Request:
Pick up the column about Father Clem after its last sentence and continue it in the same voice.

Quoted text:
- - - - -

Encouragement for life -- from a woman surrounded by it. These excerpts are from Simply Living, a privately syndicated weekly column, dedicated to preserving the joy – and the sanity – of modern family life. If you are interested in publishing Simply Living, please contact Caroline Schermerhorn at: scherm@ee.net.

Sunday, June 26, 2005

Hero Worship

I'm driving home from a neighboring city one afternoon last week. The radio carried Mark Schultz's tune, "Letters from War", and the tears were falling so fast, I thought I might have to pull over.
Today however, as I drive home from the cemetery, that soldier finally has a name and a face.
As far as I knew, Clem was just an old priest who lived out his last days in a local nursing home. I had no idea he was a decorated war hero. I don't know if he ever took a bullet for anyone, or if he saved any fellow soldiers from certain capture. But like so many other young men of his time, he volunteered 1944 and crossed overseas to fight a faceless evil for the freedom of a foreign people.
I wish I'd known Father Clem through these young and lively years of his youth. By the time I met him, he was living in a nursing home and coming weekly to Church to serve a daily or weekend Mass. The stroke that had robbed him of his vitality shadowed every tentative, sloping step he took up the altar. The paralyzed muscles in his face denied the rest of us a tender smile or sincere look from this devout priest. Yet, when asked how he must feel about living in this old crippled body he insisted, "This is nothing."
It wasn't until his now that I recognized his heroism.
At his funeral Mass, a black and white photo of one of "our boys" bears the visage of a dashing young man in a World War II uniform. Reverend Clement Benedict Durbin, born July 26, 1924.
So this was the young man who put his life on the line, willing to give his life that others might live. He served in the 79th Infantry Division and came home a decorated war hero.
The monsignor at Mass tells the rest of the story. He speaks of multiple battles where Clem was the last man standing; how he one day looked up to Heaven and prayed, "God, you must have a purpose for my life if you bring me home alive." When Clem came home from World War II, he put the medals away and was joined the priesthood, where he spent the remainder of his 80 years battling for the soul of his country
I think about my two little sons and wonder, how do you raise a hero?
Finally, the casket is rolled to the back of the Church, and the family follows. I can see a shadow of Clem's former life in the family's tall and graceful carraige. When the white pall is lifted from his cakset and replaced by Old Glory, the imagery in my heart is complete. Father Clem has just become my hero.

- - - - -

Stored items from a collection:
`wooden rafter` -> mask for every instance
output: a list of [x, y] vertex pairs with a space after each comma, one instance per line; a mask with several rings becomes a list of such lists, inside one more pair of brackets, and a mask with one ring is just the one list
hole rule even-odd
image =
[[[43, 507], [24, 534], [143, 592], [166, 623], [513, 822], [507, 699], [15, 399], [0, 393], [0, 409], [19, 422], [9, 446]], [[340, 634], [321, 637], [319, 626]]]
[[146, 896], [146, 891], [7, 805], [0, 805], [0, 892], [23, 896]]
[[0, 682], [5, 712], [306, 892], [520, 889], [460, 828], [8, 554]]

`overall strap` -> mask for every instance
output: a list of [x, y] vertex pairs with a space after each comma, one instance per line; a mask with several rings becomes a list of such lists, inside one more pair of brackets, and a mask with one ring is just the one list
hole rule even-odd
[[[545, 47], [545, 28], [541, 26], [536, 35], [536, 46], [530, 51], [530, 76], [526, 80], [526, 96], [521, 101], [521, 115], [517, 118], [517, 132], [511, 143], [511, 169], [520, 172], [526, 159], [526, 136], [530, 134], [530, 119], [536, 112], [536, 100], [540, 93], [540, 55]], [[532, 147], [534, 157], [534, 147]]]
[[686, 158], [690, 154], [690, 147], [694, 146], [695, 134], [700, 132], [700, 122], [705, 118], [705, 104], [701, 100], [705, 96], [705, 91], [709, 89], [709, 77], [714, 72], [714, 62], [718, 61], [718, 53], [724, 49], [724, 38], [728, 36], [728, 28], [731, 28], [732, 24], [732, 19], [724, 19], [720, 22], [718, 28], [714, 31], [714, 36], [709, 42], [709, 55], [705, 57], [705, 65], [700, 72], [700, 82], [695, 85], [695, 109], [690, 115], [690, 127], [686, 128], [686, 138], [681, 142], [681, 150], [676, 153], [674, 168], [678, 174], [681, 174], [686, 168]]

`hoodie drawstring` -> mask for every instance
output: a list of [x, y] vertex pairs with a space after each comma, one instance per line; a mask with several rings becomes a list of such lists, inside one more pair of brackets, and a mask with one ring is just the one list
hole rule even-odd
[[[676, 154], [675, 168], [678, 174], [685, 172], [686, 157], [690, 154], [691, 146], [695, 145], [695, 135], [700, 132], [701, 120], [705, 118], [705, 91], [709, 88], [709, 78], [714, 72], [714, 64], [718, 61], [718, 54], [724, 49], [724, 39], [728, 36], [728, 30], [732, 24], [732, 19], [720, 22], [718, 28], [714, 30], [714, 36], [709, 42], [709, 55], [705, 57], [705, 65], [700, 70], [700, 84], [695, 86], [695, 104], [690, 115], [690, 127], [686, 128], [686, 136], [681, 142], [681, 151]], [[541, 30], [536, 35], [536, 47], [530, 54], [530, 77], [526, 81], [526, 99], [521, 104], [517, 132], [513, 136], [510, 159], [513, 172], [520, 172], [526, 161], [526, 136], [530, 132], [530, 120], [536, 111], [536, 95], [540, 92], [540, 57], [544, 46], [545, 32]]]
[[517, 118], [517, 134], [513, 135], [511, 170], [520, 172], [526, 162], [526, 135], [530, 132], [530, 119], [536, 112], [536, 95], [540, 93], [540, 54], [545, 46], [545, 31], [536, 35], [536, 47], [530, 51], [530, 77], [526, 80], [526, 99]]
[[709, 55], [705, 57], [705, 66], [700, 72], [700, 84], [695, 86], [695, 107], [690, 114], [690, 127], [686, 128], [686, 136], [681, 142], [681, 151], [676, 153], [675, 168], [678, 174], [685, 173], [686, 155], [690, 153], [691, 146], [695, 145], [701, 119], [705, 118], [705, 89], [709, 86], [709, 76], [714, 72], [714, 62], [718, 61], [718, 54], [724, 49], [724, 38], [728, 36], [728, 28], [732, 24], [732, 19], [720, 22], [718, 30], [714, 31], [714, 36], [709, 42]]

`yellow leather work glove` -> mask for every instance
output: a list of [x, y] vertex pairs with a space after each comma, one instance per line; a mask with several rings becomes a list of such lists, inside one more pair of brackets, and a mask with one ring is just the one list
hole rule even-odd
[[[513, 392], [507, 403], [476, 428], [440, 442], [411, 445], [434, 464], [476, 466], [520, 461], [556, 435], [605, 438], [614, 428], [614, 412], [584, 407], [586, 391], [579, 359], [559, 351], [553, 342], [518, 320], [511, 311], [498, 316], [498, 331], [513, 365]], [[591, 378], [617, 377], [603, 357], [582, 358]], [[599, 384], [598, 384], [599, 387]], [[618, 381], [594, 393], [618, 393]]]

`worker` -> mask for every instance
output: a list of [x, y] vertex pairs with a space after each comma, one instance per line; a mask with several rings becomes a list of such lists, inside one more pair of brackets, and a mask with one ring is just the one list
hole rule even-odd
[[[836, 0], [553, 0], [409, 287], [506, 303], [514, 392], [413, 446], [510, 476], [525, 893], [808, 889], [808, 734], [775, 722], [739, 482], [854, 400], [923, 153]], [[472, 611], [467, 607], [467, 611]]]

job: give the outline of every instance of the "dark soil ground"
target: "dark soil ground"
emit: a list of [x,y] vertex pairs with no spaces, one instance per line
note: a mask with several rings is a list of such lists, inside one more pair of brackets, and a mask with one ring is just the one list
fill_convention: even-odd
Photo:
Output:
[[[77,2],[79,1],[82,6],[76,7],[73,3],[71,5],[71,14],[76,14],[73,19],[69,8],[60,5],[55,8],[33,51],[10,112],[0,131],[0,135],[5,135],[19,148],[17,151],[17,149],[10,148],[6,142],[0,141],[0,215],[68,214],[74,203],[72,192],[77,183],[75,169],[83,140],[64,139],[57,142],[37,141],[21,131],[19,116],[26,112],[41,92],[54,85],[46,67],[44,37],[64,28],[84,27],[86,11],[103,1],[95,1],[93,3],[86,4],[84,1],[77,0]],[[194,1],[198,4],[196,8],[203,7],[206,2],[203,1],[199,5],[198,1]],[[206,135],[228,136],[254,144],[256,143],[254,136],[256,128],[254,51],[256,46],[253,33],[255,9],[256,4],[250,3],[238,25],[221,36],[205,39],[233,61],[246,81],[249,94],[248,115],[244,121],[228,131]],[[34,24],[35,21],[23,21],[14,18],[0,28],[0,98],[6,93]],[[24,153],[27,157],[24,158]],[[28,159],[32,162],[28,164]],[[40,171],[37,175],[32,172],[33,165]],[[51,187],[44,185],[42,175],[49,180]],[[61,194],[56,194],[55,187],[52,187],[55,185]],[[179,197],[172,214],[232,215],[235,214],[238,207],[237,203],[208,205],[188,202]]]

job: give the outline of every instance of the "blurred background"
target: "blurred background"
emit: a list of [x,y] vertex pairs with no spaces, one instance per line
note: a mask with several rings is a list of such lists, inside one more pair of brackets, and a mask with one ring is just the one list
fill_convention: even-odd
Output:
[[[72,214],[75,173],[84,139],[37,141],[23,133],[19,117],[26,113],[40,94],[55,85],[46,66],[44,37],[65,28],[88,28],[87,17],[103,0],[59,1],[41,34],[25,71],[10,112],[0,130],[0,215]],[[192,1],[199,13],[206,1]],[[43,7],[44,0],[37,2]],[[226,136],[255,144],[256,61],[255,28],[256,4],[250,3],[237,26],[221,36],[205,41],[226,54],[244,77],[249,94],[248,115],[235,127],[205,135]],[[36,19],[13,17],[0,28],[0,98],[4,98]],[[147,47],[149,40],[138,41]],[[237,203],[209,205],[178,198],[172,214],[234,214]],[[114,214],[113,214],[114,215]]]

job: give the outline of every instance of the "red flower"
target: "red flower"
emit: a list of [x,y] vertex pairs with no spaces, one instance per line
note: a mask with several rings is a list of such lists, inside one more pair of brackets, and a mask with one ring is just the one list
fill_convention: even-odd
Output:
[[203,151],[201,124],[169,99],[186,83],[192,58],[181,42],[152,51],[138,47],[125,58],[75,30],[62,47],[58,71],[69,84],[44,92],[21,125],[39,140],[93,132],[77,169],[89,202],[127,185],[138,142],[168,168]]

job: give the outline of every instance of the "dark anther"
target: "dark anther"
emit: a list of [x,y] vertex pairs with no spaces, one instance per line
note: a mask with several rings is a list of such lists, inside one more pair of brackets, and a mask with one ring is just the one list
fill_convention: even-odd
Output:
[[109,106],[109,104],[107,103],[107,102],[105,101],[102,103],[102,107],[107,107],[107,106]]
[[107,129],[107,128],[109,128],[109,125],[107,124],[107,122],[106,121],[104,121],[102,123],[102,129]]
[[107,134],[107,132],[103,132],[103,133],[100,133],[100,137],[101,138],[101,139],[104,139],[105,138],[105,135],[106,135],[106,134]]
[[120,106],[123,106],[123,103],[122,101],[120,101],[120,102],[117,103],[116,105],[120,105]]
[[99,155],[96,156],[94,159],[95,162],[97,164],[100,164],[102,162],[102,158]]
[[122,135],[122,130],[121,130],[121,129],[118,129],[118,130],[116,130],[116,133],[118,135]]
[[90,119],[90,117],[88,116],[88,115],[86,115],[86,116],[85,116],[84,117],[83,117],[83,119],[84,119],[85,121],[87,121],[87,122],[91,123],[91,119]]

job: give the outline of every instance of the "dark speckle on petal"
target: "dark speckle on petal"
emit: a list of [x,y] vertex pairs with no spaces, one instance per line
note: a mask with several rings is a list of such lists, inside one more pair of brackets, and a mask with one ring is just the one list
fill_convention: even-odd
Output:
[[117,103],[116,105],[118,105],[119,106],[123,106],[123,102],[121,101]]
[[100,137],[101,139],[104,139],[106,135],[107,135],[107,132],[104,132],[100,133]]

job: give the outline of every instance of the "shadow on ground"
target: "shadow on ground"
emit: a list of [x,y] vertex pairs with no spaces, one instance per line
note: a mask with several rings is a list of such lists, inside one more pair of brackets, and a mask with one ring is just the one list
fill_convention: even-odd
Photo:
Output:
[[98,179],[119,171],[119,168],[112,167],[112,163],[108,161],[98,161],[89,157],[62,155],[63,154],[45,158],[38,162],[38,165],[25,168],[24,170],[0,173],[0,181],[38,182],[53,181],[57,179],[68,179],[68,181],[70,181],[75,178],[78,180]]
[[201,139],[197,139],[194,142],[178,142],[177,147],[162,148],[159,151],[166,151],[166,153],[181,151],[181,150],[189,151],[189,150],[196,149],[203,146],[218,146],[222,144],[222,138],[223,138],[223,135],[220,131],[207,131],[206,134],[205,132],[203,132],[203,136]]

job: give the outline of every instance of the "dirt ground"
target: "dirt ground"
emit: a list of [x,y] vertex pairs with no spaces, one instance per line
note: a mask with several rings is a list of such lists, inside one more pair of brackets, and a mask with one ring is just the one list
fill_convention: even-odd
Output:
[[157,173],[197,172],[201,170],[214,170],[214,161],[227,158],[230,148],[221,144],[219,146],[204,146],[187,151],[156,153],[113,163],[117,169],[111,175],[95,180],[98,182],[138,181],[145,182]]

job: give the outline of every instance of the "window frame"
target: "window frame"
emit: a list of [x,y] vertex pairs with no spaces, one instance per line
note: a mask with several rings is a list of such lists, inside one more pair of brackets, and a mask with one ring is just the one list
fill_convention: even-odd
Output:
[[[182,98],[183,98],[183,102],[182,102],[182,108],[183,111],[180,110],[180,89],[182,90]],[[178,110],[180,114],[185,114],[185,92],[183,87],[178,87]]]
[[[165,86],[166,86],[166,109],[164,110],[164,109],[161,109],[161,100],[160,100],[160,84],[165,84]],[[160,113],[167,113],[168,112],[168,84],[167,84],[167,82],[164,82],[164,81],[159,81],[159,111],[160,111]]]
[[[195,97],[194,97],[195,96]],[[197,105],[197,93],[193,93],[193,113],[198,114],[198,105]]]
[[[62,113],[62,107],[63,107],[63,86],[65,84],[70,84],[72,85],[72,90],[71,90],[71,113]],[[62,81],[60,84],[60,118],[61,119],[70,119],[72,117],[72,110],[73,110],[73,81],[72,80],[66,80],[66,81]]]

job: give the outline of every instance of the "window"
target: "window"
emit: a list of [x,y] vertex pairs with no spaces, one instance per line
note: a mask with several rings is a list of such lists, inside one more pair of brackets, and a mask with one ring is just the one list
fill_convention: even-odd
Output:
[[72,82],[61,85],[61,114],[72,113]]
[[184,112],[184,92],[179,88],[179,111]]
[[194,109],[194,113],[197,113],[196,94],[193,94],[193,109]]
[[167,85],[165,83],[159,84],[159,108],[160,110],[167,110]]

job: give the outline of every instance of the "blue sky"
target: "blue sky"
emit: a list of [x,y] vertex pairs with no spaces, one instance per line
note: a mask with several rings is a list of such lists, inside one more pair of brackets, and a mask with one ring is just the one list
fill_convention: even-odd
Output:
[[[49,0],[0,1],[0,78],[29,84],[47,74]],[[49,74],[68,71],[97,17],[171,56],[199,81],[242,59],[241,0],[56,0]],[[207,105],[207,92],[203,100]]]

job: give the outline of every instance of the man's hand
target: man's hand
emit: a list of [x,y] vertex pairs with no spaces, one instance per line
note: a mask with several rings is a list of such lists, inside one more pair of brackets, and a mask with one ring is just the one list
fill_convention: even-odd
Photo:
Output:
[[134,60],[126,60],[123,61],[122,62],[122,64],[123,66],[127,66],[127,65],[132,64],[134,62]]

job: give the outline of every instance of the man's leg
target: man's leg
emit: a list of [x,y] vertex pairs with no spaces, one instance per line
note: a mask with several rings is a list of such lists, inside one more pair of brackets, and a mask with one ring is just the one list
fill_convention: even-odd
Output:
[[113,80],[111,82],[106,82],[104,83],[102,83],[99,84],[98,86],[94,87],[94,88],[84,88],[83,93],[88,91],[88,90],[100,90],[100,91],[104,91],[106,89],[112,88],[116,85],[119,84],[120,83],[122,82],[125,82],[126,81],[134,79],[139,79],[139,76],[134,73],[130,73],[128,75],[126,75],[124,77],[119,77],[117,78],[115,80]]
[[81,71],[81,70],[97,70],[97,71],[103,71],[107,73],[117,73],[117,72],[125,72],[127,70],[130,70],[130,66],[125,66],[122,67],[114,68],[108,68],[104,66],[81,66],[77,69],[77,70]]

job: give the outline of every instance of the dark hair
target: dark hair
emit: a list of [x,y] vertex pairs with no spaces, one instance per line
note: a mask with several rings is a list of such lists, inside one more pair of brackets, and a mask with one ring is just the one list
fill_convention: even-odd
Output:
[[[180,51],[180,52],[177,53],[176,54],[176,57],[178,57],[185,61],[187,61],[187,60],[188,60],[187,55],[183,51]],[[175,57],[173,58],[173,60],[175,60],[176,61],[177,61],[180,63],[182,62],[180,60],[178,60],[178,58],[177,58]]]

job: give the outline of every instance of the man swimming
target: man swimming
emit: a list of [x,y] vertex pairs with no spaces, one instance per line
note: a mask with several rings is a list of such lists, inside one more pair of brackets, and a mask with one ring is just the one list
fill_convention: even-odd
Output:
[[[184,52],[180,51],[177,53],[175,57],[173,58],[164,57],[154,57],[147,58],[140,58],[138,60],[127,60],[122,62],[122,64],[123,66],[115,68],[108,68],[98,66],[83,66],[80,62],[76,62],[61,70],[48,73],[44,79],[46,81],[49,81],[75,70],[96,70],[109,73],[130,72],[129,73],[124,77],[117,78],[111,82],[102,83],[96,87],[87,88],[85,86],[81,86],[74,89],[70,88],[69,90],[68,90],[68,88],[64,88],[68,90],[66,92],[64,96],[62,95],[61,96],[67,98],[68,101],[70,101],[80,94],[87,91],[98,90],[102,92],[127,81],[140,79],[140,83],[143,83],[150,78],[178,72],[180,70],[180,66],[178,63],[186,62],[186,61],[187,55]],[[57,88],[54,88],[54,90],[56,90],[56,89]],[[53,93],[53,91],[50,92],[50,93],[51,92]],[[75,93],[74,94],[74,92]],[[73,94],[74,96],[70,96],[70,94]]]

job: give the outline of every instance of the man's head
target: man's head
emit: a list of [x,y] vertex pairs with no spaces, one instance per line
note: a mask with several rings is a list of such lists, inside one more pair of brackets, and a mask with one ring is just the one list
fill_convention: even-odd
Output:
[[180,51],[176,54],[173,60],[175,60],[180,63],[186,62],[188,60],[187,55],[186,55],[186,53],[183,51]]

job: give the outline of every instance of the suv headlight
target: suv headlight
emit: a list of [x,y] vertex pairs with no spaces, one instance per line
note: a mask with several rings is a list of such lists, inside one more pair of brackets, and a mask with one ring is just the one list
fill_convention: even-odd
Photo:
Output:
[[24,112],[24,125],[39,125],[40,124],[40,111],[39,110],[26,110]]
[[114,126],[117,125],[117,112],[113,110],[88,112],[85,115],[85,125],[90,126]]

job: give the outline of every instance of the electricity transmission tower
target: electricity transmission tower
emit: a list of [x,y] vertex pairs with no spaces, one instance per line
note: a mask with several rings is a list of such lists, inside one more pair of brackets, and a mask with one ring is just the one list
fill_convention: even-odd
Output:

- - - - -

Task answer:
My boys see the picture of a young Clem at the back of the church. What war was he in, Mommy? I wonder about his mother - with what pride she must have seen his selfless dedication to others. How did she raise this man?
When we arrive at the cemetary, Clement Benedict Durbin's body is officially greeted by a contingent of uniformed American Legion soldiers. They snap to attention as the casket is drawn from the hearse. The respect for this fallen soldier is evident in their eyes.
My boy's eyes also grow wide with admiration. Their young bodies tremble with each loud echo of the fifteen-gun salute. Their natural inclination to love Honor is enlivened when one of those soldiers offers them a shell casing from the salute.
My boys lie in bed tonight. The shell casing has joined their other little treasure of rocks, trading cards, and sports trophies. His picture is tacked to the wall between their crucifix and their soccer pictures.
I'm experiencing an odd mixture of awe and of fear. On one hand, I realize that today, I experienced firsthand the deep abiding joy of a man who fulfilled his life's purpose. On the other hand, I've been left with a deep inspiration to raise my own heroes - and I'm fearful that in the end I'll cave and wish they'd just watch out for themselves.
How does a mother raise a hero? Did Clem's mom spend the days in silent prayer as she went about her daily tasks? Did she have special ways of enlightening her children to the needs around them? Did they give time and attention to those outside of their home who were in obvious need? Or did they simply live in a time that recognized and embraced noble sacrifice?
Did he live in a world where it was easy to be a hero?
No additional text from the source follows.